Aim ▸
Print all of the following lines again without changing a single character.

(A block of data)

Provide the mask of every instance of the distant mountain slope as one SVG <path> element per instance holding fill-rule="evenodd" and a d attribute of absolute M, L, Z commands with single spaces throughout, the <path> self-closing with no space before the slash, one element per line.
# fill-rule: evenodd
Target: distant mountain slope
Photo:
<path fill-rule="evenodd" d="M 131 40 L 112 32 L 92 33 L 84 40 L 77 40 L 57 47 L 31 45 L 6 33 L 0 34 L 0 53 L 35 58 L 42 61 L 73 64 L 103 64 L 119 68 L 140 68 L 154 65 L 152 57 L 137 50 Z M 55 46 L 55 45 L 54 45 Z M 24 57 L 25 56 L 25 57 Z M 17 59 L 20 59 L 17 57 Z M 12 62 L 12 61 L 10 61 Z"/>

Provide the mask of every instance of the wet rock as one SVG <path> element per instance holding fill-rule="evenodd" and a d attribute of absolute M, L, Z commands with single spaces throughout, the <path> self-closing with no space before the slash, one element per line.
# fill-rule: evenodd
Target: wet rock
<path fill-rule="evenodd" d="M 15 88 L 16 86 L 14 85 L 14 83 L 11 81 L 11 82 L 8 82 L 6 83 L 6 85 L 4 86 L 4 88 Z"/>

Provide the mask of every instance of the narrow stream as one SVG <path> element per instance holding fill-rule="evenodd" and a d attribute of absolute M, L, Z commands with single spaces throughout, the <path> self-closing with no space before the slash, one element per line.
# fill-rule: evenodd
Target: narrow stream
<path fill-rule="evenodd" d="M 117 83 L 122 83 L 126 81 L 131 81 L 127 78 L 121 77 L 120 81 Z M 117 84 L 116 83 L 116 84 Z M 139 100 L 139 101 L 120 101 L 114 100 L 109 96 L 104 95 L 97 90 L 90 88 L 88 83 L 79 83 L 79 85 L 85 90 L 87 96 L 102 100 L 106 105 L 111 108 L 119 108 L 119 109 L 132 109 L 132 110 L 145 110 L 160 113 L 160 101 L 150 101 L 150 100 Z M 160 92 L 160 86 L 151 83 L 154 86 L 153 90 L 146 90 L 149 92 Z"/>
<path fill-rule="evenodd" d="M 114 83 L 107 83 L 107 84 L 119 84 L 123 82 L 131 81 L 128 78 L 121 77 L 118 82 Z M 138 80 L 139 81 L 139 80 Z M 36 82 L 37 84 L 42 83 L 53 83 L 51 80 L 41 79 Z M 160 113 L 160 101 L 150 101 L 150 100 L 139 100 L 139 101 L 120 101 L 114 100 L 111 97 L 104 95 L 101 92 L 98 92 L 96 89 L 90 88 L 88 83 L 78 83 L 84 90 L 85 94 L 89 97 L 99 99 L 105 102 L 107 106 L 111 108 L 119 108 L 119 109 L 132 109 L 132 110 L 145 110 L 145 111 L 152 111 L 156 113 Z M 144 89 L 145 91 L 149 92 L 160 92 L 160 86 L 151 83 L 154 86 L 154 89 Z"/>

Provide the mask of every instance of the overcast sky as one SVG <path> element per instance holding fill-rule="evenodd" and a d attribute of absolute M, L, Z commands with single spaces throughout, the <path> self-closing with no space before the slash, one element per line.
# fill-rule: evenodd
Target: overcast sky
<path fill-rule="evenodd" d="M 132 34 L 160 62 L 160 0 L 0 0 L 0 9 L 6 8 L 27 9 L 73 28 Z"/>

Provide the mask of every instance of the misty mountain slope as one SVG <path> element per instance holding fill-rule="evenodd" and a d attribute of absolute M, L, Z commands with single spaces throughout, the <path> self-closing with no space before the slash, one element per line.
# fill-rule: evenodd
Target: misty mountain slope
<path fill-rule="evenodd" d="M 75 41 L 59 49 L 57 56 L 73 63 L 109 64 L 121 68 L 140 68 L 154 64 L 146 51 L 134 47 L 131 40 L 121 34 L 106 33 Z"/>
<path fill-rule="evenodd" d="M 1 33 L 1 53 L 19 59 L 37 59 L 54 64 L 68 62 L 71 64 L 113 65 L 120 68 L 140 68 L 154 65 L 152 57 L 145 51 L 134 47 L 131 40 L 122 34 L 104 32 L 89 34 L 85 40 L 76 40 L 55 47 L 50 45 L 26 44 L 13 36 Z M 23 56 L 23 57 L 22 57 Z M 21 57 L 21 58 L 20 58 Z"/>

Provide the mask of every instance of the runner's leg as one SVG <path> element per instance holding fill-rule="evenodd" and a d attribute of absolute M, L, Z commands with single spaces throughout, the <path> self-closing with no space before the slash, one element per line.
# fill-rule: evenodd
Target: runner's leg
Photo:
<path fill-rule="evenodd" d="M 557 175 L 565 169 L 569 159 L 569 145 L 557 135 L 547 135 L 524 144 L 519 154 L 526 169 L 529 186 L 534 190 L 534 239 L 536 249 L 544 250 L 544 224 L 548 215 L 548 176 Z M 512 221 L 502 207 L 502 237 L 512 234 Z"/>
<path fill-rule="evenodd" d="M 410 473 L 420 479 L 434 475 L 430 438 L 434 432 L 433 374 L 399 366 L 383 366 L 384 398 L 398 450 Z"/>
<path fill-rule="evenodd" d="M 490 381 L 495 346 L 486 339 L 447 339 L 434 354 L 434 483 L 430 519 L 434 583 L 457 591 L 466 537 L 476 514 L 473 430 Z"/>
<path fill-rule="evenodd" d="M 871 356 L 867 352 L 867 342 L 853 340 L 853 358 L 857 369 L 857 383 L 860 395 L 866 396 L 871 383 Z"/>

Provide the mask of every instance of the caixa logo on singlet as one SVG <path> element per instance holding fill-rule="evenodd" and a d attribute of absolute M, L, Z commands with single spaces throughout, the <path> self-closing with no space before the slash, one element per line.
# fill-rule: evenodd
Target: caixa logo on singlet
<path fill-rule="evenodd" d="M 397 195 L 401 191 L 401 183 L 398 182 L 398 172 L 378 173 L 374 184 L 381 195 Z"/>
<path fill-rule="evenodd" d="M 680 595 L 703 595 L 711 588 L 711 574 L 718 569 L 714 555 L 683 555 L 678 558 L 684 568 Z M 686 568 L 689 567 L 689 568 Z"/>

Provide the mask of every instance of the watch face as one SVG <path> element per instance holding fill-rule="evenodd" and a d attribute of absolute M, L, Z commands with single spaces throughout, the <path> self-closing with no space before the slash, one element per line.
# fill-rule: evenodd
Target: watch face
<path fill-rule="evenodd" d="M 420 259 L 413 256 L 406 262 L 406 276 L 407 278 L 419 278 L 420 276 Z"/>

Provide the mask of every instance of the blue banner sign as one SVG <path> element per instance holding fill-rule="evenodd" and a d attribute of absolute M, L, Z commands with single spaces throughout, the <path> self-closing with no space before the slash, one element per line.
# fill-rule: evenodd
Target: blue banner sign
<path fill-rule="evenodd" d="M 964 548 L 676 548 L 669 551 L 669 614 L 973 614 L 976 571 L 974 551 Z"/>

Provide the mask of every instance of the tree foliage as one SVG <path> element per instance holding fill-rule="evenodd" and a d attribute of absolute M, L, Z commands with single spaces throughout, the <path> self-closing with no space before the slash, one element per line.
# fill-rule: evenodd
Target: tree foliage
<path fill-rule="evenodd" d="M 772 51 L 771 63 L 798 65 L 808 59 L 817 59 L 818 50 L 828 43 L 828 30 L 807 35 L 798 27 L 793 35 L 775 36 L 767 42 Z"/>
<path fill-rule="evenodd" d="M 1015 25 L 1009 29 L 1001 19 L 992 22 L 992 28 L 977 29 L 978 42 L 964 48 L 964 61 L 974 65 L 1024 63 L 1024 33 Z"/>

Full solution ▸
Provide the mask of every instance of the distant mountain slope as one SVG <path> element per instance holding fill-rule="evenodd" and a d attribute of absolute M, L, Z commands with single spaces throughout, the <path> self-closing with no space before the slash, one element per line.
# fill-rule: evenodd
Target: distant mountain slope
Photo:
<path fill-rule="evenodd" d="M 131 40 L 112 32 L 92 33 L 84 40 L 77 40 L 57 47 L 31 45 L 6 33 L 0 34 L 0 53 L 35 58 L 42 61 L 73 64 L 103 64 L 119 68 L 140 68 L 154 65 L 152 57 L 137 50 Z M 55 46 L 55 45 L 54 45 Z M 24 57 L 25 56 L 25 57 Z M 17 59 L 20 59 L 17 57 Z M 12 62 L 12 61 L 10 61 Z"/>

Provide the mask of every instance of the wet rock as one SVG <path> element per instance holding fill-rule="evenodd" and a d attribute of absolute M, L, Z commands with single spaces throughout, the <path> self-closing with no space before the slash, one element per line.
# fill-rule: evenodd
Target: wet rock
<path fill-rule="evenodd" d="M 15 88 L 16 86 L 14 85 L 14 83 L 11 81 L 11 82 L 8 82 L 6 83 L 6 85 L 4 86 L 4 88 Z"/>

Provide the mask of every instance of the narrow stream as one SVG <path> element per instance holding fill-rule="evenodd" and a d attribute of absolute M, L, Z commands with single spaces throughout, the <path> self-closing with no space before the slash, one element per line.
# fill-rule: evenodd
Target: narrow stream
<path fill-rule="evenodd" d="M 117 83 L 122 83 L 126 81 L 131 81 L 127 78 L 121 77 L 120 81 Z M 117 84 L 116 83 L 116 84 Z M 139 100 L 139 101 L 120 101 L 114 100 L 109 96 L 104 95 L 97 90 L 90 88 L 88 83 L 79 83 L 79 85 L 85 90 L 87 96 L 102 100 L 106 105 L 111 108 L 119 108 L 119 109 L 132 109 L 132 110 L 145 110 L 160 113 L 160 101 L 150 101 L 150 100 Z M 160 92 L 160 86 L 151 83 L 154 86 L 153 90 L 146 90 L 149 92 Z"/>
<path fill-rule="evenodd" d="M 114 83 L 107 83 L 107 84 L 119 84 L 123 82 L 131 81 L 128 78 L 121 77 L 118 82 Z M 138 80 L 139 81 L 139 80 Z M 36 82 L 37 84 L 42 83 L 53 83 L 51 80 L 41 79 Z M 160 113 L 160 101 L 150 101 L 150 100 L 139 100 L 139 101 L 120 101 L 114 100 L 111 97 L 104 95 L 101 92 L 98 92 L 96 89 L 90 88 L 88 83 L 78 83 L 84 90 L 85 94 L 89 97 L 99 99 L 105 102 L 107 106 L 111 108 L 119 108 L 119 109 L 132 109 L 132 110 L 145 110 L 145 111 L 152 111 L 156 113 Z M 144 89 L 145 91 L 149 92 L 160 92 L 160 86 L 151 83 L 154 86 L 154 89 Z"/>

Provide the mask of every instance of the overcast sky as one SVG <path> element per instance holding fill-rule="evenodd" and a d attribute of absolute M, L, Z commands with single spaces throughout, the <path> self-closing with no space before the slash, one element per line.
# fill-rule: evenodd
Target: overcast sky
<path fill-rule="evenodd" d="M 132 34 L 160 62 L 160 0 L 0 0 L 0 9 L 6 8 L 27 9 L 73 28 Z"/>

Provide the mask of every instance of the misty mountain slope as one SVG <path> element per instance holding fill-rule="evenodd" and a d attribute of absolute M, L, Z commands with single spaces throughout, the <path> self-closing with no space before the slash, one element per line.
# fill-rule: evenodd
Target: misty mountain slope
<path fill-rule="evenodd" d="M 75 41 L 59 49 L 57 56 L 73 63 L 109 64 L 121 68 L 140 68 L 154 64 L 146 51 L 134 47 L 131 40 L 121 34 L 106 33 Z"/>
<path fill-rule="evenodd" d="M 1 33 L 1 53 L 19 59 L 37 59 L 54 64 L 68 62 L 71 64 L 113 65 L 120 68 L 140 68 L 154 65 L 152 57 L 145 51 L 134 47 L 131 40 L 122 34 L 104 32 L 89 34 L 85 40 L 76 40 L 55 47 L 50 45 L 26 44 L 13 36 Z M 23 56 L 23 57 L 22 57 Z M 21 57 L 21 58 L 20 58 Z"/>

Provide the mask of every instance of the runner's leg as one SVG <path> element per instance holding fill-rule="evenodd" and a d attribute of absolute M, L, Z commands with single spaces throughout, the <path> self-closing with no space before the slash, one element per line.
# fill-rule: evenodd
Target: runner's leg
Photo:
<path fill-rule="evenodd" d="M 557 175 L 565 169 L 569 159 L 569 145 L 557 135 L 547 135 L 524 144 L 519 154 L 526 169 L 529 186 L 534 190 L 534 239 L 536 249 L 544 250 L 544 224 L 548 215 L 548 176 Z M 512 221 L 502 207 L 502 237 L 512 234 Z"/>
<path fill-rule="evenodd" d="M 410 473 L 420 479 L 434 475 L 430 438 L 434 432 L 433 374 L 399 366 L 383 366 L 384 398 L 398 450 Z"/>
<path fill-rule="evenodd" d="M 490 381 L 495 346 L 486 339 L 447 339 L 434 354 L 434 483 L 430 519 L 434 583 L 457 591 L 466 537 L 476 514 L 473 430 Z"/>
<path fill-rule="evenodd" d="M 871 356 L 867 352 L 867 342 L 853 340 L 853 358 L 857 369 L 857 383 L 860 395 L 866 396 L 871 383 Z"/>

Provide the mask of every instance of the caixa logo on singlet as one SVG <path> element per instance holding fill-rule="evenodd" and a d attribute of absolute M, L, Z commands with single spaces throughout, the <path> self-closing with no space before the slash, one element per line.
# fill-rule: evenodd
Target: caixa logo on singlet
<path fill-rule="evenodd" d="M 397 195 L 401 191 L 401 183 L 398 182 L 398 172 L 378 173 L 374 184 L 381 195 Z"/>
<path fill-rule="evenodd" d="M 680 595 L 703 595 L 711 588 L 711 574 L 718 569 L 714 555 L 683 555 L 678 558 L 684 568 Z M 686 568 L 689 567 L 689 568 Z"/>

Provide the mask of every instance of the watch face as one SVG <path> element per instance holding fill-rule="evenodd" and a d attribute of absolute M, L, Z commands with single spaces throughout, the <path> self-closing with no space before the slash, one element per line.
# fill-rule: evenodd
Target: watch face
<path fill-rule="evenodd" d="M 420 259 L 413 256 L 406 262 L 406 276 L 407 278 L 419 278 L 420 276 Z"/>

Provide the mask of every instance of the blue banner sign as one SVG <path> element per instance holding fill-rule="evenodd" and a d attribute of absolute M, L, Z commands with single spaces throughout, the <path> self-closing with no space before the slash, one element per line.
# fill-rule: evenodd
Target: blue banner sign
<path fill-rule="evenodd" d="M 964 548 L 676 548 L 669 551 L 669 614 L 973 614 L 976 571 L 974 551 Z"/>

Provide the mask of every instance of the tree foliage as one SVG <path> element per instance holding fill-rule="evenodd" and a d attribute of absolute M, L, Z commands with single spaces throughout, the <path> self-closing with no space before the slash, one element per line.
# fill-rule: evenodd
Target: tree foliage
<path fill-rule="evenodd" d="M 772 51 L 771 63 L 798 65 L 808 59 L 817 59 L 818 50 L 828 43 L 828 30 L 807 35 L 798 27 L 793 35 L 775 36 L 767 42 Z"/>
<path fill-rule="evenodd" d="M 1015 25 L 1009 29 L 1001 19 L 992 22 L 992 28 L 977 29 L 978 42 L 964 48 L 964 61 L 974 65 L 1024 63 L 1024 33 Z"/>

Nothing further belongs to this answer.